* TEXT SECTION *
-- start --

Input: num[] = {1, 2, 3, 4, 5}, den[] = {2, 4, 6, 1, 11}
Output: 3
Explanation:
Simplest forms of the fractions
Frac[0] => $\frac{1}{2}$
Frac[1] => $\frac{2}{4} = \frac{1}{2}$
Frac[2] => $\frac{3}{6} = \frac{1}{2}$
Frac[3] => $\frac{4}{1}$
Frac[4] => $\frac{5}{11}$

Count of Unique Fractions => 3

Input: num[] = {10, 20, 30, 50}, den[] = {10, 10, 10, 10}
Output: 4
Explanation:
Simplest forms of the fractions
Frac[0] => $\frac{10}{10}$
Frac[1] => $\frac{20}{10}$
Frac[2] => $\frac{30}{10}$
Frac[3] => $\frac{50}{10}$

Count of Unique Fractions => 4

Approach: The idea is to use hash-map to find the unique fractions. To store the fractions such that the duplicates are not there, we convert each fraction to its lowest form.

-- end --

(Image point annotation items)
-- start --

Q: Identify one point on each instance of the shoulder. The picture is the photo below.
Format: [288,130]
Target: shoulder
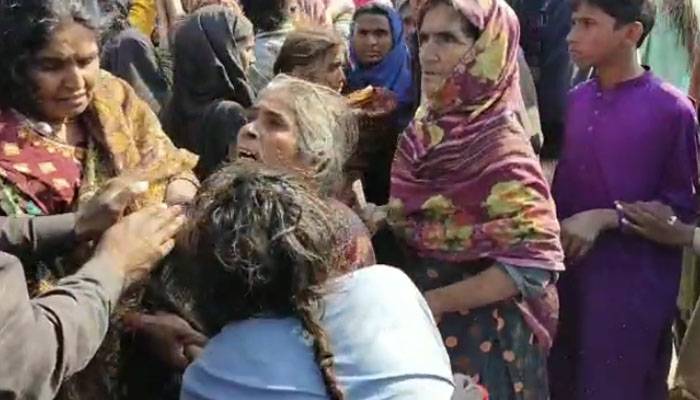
[671,98]
[379,284]
[582,89]
[9,265]
[113,90]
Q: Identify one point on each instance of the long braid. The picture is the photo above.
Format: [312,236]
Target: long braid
[322,350]
[684,17]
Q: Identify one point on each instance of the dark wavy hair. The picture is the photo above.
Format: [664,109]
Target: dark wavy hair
[262,242]
[26,27]
[266,15]
[626,12]
[306,46]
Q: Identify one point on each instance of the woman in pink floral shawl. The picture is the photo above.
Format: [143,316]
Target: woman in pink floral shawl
[469,198]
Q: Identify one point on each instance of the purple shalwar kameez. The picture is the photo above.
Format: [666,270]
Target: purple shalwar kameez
[634,142]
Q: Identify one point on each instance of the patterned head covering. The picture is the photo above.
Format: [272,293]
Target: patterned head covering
[394,72]
[466,184]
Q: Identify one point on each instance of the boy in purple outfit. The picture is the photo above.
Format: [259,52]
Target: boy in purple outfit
[629,137]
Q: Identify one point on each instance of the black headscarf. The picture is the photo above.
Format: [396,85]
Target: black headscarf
[130,55]
[208,71]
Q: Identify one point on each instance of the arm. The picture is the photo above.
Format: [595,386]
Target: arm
[679,181]
[694,91]
[20,235]
[45,340]
[488,287]
[580,232]
[498,283]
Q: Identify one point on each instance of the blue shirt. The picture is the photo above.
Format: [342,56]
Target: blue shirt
[382,334]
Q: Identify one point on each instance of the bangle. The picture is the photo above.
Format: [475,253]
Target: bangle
[696,241]
[620,217]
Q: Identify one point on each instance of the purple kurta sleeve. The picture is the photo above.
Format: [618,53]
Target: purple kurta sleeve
[680,177]
[45,340]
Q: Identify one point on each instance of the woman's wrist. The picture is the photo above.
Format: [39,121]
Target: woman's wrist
[692,237]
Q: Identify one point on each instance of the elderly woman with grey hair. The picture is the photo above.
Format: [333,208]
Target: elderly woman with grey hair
[310,130]
[299,127]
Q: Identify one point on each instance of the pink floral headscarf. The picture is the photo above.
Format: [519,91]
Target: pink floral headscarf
[466,184]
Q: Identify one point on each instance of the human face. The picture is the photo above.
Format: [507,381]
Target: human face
[271,137]
[372,38]
[65,72]
[443,44]
[247,54]
[327,71]
[595,39]
[409,24]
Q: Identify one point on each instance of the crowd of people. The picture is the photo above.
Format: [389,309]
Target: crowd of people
[349,199]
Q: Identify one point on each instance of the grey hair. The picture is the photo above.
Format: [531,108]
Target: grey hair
[327,128]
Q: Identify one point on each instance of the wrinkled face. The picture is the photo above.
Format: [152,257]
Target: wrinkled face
[247,46]
[327,71]
[65,72]
[409,24]
[594,38]
[271,136]
[372,38]
[443,44]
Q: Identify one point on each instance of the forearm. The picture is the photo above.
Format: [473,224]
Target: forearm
[47,339]
[490,286]
[694,90]
[21,235]
[610,219]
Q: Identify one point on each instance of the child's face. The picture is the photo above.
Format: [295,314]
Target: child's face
[595,38]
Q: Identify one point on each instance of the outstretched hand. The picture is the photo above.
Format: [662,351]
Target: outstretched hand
[657,222]
[105,209]
[140,240]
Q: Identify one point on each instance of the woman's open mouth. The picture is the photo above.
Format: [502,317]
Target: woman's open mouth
[245,154]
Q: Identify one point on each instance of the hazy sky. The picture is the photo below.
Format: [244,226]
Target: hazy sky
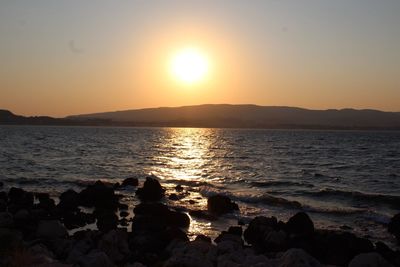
[69,57]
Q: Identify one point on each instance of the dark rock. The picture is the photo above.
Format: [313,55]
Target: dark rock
[124,214]
[258,228]
[173,197]
[122,206]
[151,190]
[69,200]
[130,182]
[51,229]
[337,248]
[158,215]
[75,219]
[106,220]
[179,188]
[394,227]
[115,245]
[203,238]
[45,202]
[220,204]
[98,195]
[300,224]
[235,230]
[6,220]
[19,198]
[202,214]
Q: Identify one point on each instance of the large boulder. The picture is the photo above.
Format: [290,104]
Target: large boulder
[98,195]
[157,215]
[69,200]
[151,190]
[6,220]
[394,227]
[219,204]
[115,245]
[130,182]
[299,258]
[258,228]
[51,229]
[300,225]
[372,259]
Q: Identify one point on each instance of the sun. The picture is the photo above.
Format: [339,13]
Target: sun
[189,65]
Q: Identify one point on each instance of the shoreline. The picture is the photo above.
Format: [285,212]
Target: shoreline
[37,230]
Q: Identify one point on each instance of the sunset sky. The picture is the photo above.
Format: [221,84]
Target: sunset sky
[69,57]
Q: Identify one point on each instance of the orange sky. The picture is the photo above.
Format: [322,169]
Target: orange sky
[70,58]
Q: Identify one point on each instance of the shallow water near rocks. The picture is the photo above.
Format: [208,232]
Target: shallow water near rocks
[348,179]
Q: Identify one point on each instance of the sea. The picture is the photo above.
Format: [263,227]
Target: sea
[344,180]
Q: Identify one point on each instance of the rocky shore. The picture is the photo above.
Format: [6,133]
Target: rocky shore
[35,230]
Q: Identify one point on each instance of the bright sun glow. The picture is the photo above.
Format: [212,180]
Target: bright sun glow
[189,66]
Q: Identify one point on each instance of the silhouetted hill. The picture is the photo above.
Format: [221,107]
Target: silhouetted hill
[242,116]
[231,116]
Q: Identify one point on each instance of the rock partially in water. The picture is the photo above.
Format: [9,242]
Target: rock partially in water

-- end --

* INSTRUCTIONS FOR THE TASK *
Rewrite the passage of the text on unique fractions that starts with "Count of Unique Fractions => 3" and ends with "its lowest form.", putting "hash table" in place of "hash-map".

* TASK OUTPUT *
Count of Unique Fractions => 3

Input: num[] = {10, 20, 30, 50}, den[] = {10, 10, 10, 10}
Output: 4
Explanation:
Simplest forms of the fractions
Frac[0] => $\frac{10}{10}$
Frac[1] => $\frac{20}{10}$
Frac[2] => $\frac{30}{10}$
Frac[3] => $\frac{50}{10}$

Count of Unique Fractions => 4

Approach: The idea is to use hash table to find the unique fractions. To store the fractions such that the duplicates are not there, we convert each fraction to its lowest form.